## EXERCISE 1
According to the forum excerpt on divorce, by what means can a wife break a marriage?
## EXERCISE 2
Retype the part of the forum excerpt on divorce starting at "That's not sexist" and ending at "to act on it.".
## EXERCISE 3
Summarize the forum excerpt on divorce in two sentences.

## EXCERPTED PASSAGE

*-*-*

That's not sexist that's a generality which is true, for the most part.

Men tend to think with sex in mind and women tend to get emotional. Both can exercise self control, but the fact that they have to exercise control over their respective natures, shows their predisposition to act on it.

Women *can *make objective decisions but they also tend to be emotional. And women do initiate more divorces, and in almost all cases cheating and abuse are not an issue. I linked the source in another thread.

Re: Unmarried guys

If a woman had the right to divorce her husband she'd look at it as a huge responsibility on her shoulders and would go to any limits to keep the marriage and would try hard not to break the contract even if it meant suffering on her part as a consequence.

Now the reason why most muslim women don't want this right because they're either unaware of such condition/clause in nikahnama and the ones who know, well, they don't see the right to divorce as a source to obtain power, they see it as a responsibility and want to stay away from it.

So men who think of themselves as some superior beings should learn something from Spiderman, "with great power comes great responsibility".

Re: Unmarried guys

Considering the way our society/culture works, women ought to be the last on this planet to ever resort to spitting out the word "Divorce".

Sad but true.

Re: Unmarried guys

My initial point stands. With two people being able to break up a marriage easily then it makes the likelihood of marriages lasting longer reduced.

It is not as if she can't get the marriage to break ... She can by Khula, but God's wisdom is better than ours and we will remain as human as we were in the past and will remain as human until the Day of Judgement ... And the best people in terms of their humanity were those people who followed the prophet ... Just because we live in modern times we can't lay claim to being anywhere nearly as good as them ... Forget about being most progressed ... If anything we have moved several stages backwards.

*-*-*

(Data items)
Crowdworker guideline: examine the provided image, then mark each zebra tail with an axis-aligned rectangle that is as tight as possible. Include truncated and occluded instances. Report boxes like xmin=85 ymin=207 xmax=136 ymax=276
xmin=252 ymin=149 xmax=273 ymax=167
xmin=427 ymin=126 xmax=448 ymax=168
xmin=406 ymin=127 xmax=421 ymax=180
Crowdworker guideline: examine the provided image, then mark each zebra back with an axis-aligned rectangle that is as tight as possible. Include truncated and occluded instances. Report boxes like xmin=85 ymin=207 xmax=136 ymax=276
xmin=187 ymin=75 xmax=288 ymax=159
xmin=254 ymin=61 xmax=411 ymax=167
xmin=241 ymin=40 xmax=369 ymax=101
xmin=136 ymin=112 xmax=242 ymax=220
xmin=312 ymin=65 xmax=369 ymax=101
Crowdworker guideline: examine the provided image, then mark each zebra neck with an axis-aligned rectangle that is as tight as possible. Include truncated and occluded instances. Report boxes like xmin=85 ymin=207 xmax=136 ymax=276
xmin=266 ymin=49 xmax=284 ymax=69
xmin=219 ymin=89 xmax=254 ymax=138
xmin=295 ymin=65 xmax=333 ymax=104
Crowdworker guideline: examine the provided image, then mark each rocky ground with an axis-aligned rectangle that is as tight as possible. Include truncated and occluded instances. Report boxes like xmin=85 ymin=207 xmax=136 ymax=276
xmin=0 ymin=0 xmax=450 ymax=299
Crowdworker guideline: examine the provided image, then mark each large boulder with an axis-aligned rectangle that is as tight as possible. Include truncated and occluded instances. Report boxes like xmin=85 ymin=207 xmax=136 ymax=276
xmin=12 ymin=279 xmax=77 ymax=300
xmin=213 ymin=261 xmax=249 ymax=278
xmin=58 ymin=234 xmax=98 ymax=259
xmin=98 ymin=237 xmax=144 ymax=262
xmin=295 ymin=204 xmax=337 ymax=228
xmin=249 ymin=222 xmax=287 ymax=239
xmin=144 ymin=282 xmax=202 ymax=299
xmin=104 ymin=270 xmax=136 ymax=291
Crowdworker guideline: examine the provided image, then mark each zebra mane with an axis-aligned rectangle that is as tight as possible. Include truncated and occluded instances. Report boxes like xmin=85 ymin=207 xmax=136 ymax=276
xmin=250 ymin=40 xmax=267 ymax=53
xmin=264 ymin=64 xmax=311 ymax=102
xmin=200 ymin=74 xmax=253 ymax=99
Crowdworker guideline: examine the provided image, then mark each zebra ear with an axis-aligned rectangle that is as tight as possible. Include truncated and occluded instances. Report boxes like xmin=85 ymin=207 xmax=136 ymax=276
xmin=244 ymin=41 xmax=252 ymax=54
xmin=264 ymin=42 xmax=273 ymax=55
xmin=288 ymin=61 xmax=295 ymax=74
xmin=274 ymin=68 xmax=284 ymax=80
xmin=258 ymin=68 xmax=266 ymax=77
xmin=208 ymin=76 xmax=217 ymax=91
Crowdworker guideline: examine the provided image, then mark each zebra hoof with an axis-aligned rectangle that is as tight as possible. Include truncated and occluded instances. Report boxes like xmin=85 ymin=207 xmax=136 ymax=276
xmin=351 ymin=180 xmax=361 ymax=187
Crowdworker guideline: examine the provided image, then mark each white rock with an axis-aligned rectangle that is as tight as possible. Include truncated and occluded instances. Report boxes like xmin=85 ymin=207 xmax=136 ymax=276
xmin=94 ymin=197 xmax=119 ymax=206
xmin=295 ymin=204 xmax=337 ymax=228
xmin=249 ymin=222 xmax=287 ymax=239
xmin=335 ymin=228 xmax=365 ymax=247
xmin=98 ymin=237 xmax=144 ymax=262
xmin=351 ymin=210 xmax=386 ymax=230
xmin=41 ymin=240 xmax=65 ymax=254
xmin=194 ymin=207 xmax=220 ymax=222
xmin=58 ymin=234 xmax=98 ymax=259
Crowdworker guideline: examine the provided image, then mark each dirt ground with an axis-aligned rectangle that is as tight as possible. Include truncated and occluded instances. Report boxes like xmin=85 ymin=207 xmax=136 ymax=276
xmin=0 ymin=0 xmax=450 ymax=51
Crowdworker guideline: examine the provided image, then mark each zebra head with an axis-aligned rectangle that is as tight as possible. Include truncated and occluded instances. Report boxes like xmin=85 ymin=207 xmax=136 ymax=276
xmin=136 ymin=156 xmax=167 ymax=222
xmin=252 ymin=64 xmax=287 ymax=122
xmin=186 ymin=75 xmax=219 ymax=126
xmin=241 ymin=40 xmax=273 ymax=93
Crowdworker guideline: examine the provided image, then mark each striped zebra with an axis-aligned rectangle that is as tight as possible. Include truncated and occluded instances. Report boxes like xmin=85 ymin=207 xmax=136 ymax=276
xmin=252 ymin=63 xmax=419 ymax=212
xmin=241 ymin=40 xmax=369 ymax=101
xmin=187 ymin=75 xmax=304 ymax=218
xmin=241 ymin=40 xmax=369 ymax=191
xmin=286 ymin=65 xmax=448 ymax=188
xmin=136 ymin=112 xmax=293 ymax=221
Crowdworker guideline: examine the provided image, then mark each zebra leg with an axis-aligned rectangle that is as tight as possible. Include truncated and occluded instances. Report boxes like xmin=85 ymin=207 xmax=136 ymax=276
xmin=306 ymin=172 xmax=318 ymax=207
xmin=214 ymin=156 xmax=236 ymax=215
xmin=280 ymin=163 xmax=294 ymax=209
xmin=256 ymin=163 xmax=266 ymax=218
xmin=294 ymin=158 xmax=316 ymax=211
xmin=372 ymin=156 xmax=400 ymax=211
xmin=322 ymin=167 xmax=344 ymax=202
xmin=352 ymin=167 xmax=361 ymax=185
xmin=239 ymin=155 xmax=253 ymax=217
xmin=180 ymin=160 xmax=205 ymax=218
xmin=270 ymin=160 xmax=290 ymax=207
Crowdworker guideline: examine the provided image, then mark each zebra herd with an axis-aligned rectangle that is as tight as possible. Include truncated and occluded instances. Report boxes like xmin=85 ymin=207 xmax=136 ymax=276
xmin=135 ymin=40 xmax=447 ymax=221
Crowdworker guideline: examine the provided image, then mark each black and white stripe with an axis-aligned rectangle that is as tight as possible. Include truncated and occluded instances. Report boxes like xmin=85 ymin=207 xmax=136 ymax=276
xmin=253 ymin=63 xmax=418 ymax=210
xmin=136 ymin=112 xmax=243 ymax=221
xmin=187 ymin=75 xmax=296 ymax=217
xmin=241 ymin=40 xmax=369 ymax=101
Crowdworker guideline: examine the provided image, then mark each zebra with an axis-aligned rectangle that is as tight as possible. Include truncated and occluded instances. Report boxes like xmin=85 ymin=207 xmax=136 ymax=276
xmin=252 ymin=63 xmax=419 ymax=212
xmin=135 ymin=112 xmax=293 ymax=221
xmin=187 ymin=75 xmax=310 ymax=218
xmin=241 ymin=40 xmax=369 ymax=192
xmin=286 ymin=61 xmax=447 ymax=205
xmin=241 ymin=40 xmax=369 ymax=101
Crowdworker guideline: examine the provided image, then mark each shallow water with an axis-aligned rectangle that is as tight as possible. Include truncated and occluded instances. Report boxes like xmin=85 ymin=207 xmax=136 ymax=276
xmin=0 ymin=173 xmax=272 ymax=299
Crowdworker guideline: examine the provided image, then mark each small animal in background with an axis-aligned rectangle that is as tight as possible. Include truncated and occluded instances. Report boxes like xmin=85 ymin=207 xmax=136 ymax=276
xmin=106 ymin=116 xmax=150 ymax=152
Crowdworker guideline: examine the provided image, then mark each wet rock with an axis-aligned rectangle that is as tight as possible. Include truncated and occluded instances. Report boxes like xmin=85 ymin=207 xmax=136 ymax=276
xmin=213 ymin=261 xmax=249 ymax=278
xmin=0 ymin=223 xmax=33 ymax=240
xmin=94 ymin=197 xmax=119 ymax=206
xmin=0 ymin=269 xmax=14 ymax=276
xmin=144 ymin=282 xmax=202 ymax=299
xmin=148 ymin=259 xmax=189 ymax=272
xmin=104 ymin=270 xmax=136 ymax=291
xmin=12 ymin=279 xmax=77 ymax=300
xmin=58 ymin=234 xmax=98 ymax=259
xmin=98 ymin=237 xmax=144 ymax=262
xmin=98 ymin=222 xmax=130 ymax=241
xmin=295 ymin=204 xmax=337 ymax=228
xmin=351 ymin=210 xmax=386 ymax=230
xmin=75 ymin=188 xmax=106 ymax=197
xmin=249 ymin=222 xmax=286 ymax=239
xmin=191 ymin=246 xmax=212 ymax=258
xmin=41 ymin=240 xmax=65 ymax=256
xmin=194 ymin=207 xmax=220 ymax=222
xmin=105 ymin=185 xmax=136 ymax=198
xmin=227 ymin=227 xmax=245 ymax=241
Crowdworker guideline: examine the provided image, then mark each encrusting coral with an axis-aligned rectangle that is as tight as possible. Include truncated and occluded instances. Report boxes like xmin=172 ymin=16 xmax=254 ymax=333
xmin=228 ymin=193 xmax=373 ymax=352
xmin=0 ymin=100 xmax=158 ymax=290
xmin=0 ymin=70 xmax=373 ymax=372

*-*-*

## TASK ANSWER 1
By Khula.

## TASK ANSWER 2
That's not sexist that's a generality which is true, for the most part.

Men tend to think with sex in mind and women tend to get emotional. Both can exercise self control, but the fact that they have to exercise control over their respective natures, shows their predisposition to act on it.

## TASK ANSWER 3
One post holds that men tend to think with sex in mind and women tend to get emotional, and it says women initiate more divorces, in almost all cases without cheating or abuse being an issue. Other posts argue that a woman with the right to divorce would see it as a huge responsibility, while one maintains that letting two people break up a marriage easily makes marriages less likely to last, adding that a woman can still end a marriage by Khula.